• DOCUMENTO
____

Si algo caracteriza a una Semana Santa como Dios manda es la bulla, concepto cofrade universal -no sólo de la capital que no debe ser nombrada-. Para los no iniciados habrá que aclarar que se trata de esa aglomeración de personas -humanas en su mayoría aunque no sea estrictamente necesario- que se congregan en torno a una procesión de antes, durante o después de la Semana Mayor.

Es también lo que se denomina en lenguaje periodístico y pregonil «la toda Málaga», concepto que engloba un abanico que va de dos individuos/as a trescientos setenta millones de personas. Todas ellas con domicilio físico o sentimental en la bendita capital de la Costa del Sol u/o provincia, Tierra de María Santísima y Jerusalén del Sur de Europa -ovación cerrada, vuelta al ruedo y público puesto en pie al grito de «¡pregonero, pregonero!»-.

____

• REGISTROS PROPORCIONADOS
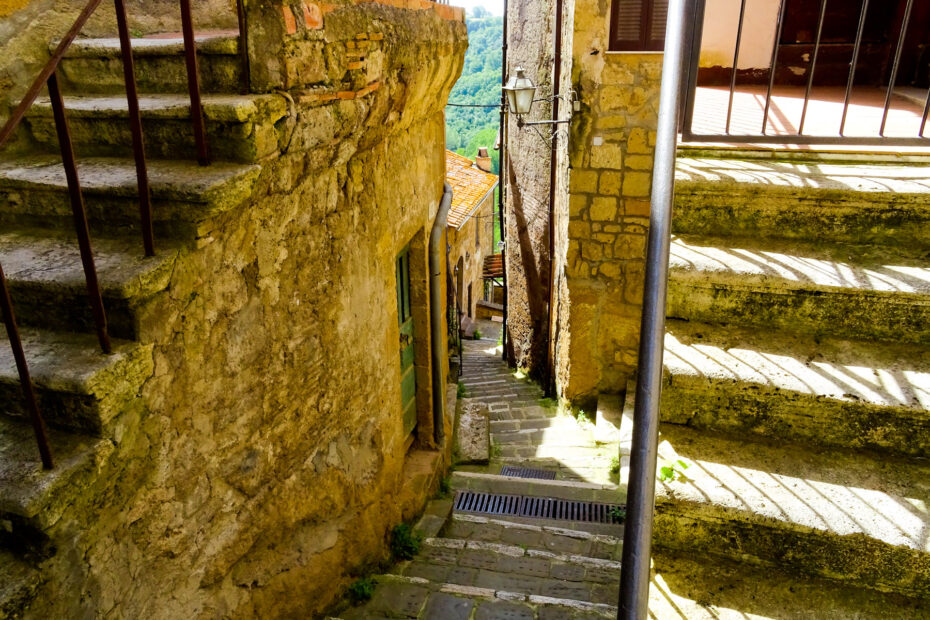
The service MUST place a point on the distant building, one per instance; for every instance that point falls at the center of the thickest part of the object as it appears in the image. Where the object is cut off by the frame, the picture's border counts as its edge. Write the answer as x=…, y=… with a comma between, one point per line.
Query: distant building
x=470, y=234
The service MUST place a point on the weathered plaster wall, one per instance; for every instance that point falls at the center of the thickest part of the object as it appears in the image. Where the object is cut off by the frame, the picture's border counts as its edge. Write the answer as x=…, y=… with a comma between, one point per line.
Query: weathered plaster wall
x=263, y=463
x=612, y=142
x=28, y=27
x=462, y=244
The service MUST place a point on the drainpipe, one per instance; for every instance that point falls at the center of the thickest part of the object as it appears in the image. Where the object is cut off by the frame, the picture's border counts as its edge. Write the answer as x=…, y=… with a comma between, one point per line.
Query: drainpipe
x=435, y=310
x=553, y=170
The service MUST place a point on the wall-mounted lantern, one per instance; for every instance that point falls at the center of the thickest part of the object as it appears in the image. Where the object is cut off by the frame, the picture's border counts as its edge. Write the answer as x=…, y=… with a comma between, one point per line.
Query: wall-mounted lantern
x=521, y=94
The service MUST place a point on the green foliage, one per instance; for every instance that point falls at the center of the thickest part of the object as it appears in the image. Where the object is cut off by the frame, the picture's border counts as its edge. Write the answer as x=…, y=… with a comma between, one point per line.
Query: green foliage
x=670, y=472
x=618, y=514
x=405, y=542
x=480, y=84
x=362, y=590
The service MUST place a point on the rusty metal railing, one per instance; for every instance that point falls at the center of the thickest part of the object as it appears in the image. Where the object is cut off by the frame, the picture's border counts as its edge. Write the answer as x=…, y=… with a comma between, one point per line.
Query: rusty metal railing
x=48, y=78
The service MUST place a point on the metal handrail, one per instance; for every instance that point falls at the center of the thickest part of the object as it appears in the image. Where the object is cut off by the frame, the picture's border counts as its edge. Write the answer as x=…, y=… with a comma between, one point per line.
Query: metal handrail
x=637, y=536
x=48, y=78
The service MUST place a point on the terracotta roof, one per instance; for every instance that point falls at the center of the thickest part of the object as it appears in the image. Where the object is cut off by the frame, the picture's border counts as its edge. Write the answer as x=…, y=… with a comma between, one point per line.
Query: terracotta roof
x=470, y=186
x=493, y=266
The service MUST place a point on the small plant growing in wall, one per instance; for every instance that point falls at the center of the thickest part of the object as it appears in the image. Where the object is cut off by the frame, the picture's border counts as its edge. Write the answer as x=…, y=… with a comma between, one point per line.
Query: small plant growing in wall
x=670, y=472
x=405, y=542
x=362, y=590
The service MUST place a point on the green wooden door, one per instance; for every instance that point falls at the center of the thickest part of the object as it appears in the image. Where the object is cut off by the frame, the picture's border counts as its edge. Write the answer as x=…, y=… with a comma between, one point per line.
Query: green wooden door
x=408, y=379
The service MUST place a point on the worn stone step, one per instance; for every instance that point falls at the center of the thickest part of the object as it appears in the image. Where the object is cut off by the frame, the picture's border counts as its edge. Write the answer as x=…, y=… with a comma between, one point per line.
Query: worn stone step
x=34, y=498
x=239, y=128
x=397, y=596
x=19, y=581
x=838, y=514
x=48, y=287
x=865, y=293
x=543, y=536
x=517, y=569
x=823, y=391
x=34, y=192
x=843, y=202
x=78, y=387
x=94, y=65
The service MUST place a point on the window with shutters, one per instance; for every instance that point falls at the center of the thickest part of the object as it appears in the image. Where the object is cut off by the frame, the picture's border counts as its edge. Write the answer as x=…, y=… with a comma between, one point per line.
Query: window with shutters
x=638, y=25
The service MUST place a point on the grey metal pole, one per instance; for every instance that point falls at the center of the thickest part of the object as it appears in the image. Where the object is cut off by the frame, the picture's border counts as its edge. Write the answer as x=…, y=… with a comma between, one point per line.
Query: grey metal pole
x=637, y=537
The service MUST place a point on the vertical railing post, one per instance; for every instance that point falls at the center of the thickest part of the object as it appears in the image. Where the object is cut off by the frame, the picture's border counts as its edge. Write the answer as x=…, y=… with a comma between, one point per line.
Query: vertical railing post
x=193, y=83
x=77, y=209
x=135, y=126
x=32, y=407
x=637, y=536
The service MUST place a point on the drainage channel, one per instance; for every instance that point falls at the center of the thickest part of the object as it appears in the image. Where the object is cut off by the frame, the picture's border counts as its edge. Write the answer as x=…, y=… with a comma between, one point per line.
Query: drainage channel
x=526, y=472
x=539, y=507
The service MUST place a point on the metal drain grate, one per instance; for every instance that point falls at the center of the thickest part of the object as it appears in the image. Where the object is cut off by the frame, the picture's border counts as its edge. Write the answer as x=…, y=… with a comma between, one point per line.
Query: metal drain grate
x=538, y=507
x=526, y=472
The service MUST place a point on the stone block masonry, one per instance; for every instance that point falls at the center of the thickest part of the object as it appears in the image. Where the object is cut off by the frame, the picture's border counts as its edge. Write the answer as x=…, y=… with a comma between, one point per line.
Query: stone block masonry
x=611, y=153
x=263, y=461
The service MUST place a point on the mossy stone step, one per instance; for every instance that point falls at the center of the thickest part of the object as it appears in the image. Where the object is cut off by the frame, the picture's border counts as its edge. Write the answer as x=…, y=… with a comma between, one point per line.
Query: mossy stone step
x=852, y=202
x=34, y=192
x=78, y=387
x=862, y=293
x=94, y=65
x=830, y=513
x=824, y=391
x=239, y=128
x=48, y=286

____

• INSTRUCCIÓN ESCRITA
Según el documento, ¿por qué hace falta aclarar qué es la bulla? Explícalo en una a tres oraciones, por favor.

• RESPUESTA A LA INSTRUCCIÓN
Hace falta aclararlo para los no iniciados, es decir, para quienes desconocen este concepto cofrade. Para ellos el documento precisa que la bulla es la aglomeración de personas que se congrega en torno a una procesión antes, durante o después de la Semana Mayor.